## begin DATA FOR PROCESSING

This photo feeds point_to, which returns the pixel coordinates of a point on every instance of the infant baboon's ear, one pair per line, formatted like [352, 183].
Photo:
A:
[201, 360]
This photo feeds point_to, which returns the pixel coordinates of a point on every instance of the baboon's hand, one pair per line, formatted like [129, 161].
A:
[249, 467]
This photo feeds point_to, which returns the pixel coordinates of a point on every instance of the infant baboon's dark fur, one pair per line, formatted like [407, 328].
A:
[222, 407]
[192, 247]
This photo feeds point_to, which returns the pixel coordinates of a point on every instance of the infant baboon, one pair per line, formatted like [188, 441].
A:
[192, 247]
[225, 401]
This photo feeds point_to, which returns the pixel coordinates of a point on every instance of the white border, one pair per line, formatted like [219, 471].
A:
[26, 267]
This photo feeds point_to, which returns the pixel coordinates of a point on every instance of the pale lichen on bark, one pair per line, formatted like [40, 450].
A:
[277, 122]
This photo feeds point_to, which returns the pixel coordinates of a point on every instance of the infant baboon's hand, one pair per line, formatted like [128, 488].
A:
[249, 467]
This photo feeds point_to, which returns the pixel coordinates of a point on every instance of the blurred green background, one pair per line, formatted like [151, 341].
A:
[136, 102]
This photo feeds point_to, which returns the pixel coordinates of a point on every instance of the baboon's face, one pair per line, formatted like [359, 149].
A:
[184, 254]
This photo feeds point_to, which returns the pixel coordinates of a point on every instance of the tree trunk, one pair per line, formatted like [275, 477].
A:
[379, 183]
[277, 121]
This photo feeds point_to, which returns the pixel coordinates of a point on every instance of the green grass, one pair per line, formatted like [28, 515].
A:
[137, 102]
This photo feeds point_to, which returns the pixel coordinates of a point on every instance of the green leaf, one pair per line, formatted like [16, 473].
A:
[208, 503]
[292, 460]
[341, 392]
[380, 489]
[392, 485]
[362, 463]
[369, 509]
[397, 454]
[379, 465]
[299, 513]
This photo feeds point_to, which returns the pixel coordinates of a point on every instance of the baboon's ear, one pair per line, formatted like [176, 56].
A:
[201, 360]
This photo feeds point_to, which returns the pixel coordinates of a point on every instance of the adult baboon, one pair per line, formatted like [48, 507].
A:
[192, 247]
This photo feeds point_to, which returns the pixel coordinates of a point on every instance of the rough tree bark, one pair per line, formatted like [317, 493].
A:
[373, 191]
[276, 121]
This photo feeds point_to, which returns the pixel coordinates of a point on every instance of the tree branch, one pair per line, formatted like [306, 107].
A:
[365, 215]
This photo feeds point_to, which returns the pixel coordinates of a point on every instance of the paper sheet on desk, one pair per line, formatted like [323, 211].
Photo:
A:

## end DATA FOR PROCESSING

* REQUEST
Update the records above by replacing each "pixel coordinates" with "image coordinates" and leave the rest unchanged.

* TASK RESULT
This photo feeds point_to, which returns the image coordinates of a point on every instance of the infant baboon's ear, one pair per line, formatted like [352, 183].
Photo:
A:
[201, 360]
This photo feeds point_to, which returns the image coordinates of a point on every instance of the baboon's hand, one pair per line, formatted like [129, 161].
A:
[249, 467]
This photo feeds point_to, which returns the image coordinates of a point on every instance of the infant baboon's dark fur, one pair per line, formatted like [407, 328].
A:
[222, 407]
[192, 247]
This photo feeds point_to, which returns the image coordinates of a point on every instance of the infant baboon, one pair per line, formatted like [188, 441].
A:
[192, 247]
[225, 401]
This photo feeds point_to, which returns the image coordinates of a point on every instance of the white border, one pair per line, formatted like [219, 471].
A:
[26, 267]
This photo feeds point_to, which returns the image coordinates of a point on every instance of the pale lichen on bark, one pair per line, formatted like [40, 450].
A:
[277, 122]
This photo feeds point_to, which returns the image coordinates of a point on every instance of the infant baboon's hand, one pair per line, formatted like [128, 488].
A:
[249, 467]
This photo feeds point_to, which returns the image coordinates of a point on every instance of the blurred green background, one pair per line, formatted like [151, 341].
A:
[136, 102]
This photo feeds point_to, which returns the image coordinates of a point on every instance of the baboon's face, one pair per line, formatted like [359, 149].
A:
[184, 254]
This photo feeds point_to, which returns the image coordinates of a point on every instance of the tree trunk, one pair per line, formatted like [275, 477].
A:
[379, 183]
[277, 121]
This photo feeds point_to, which returns the image coordinates of a point on every instance of the green grass, one pair per line, formatted like [28, 515].
A:
[137, 102]
This photo feeds point_to, which returns the image coordinates of a point on every instance of the green leaf, one pair per line, formatted like [16, 473].
A:
[208, 503]
[292, 460]
[341, 392]
[380, 489]
[392, 485]
[362, 463]
[369, 509]
[397, 454]
[379, 465]
[299, 513]
This photo feeds point_to, which returns the image coordinates of a point on every instance of the baboon's ear, one pair per line, formatted like [176, 56].
A:
[201, 360]
This photo feeds point_to, which returns the image coordinates of a point on every instance of the adult baboon, one pair per line, formatted like [48, 507].
A:
[192, 247]
This photo feeds point_to, which returns the image coordinates of a point on every instance of the rough tree bark, one pair per line, formatted like [317, 493].
A:
[373, 191]
[276, 121]
This photo feeds point_to, which returns the image coordinates of a point on every instance of the tree branch, one pair per line, formatted like [306, 107].
A:
[365, 215]
This photo feeds point_to, which returns the image coordinates of a point on every instance of the paper sheet on desk, one pair per line, formatted like [323, 211].
Photo:
A:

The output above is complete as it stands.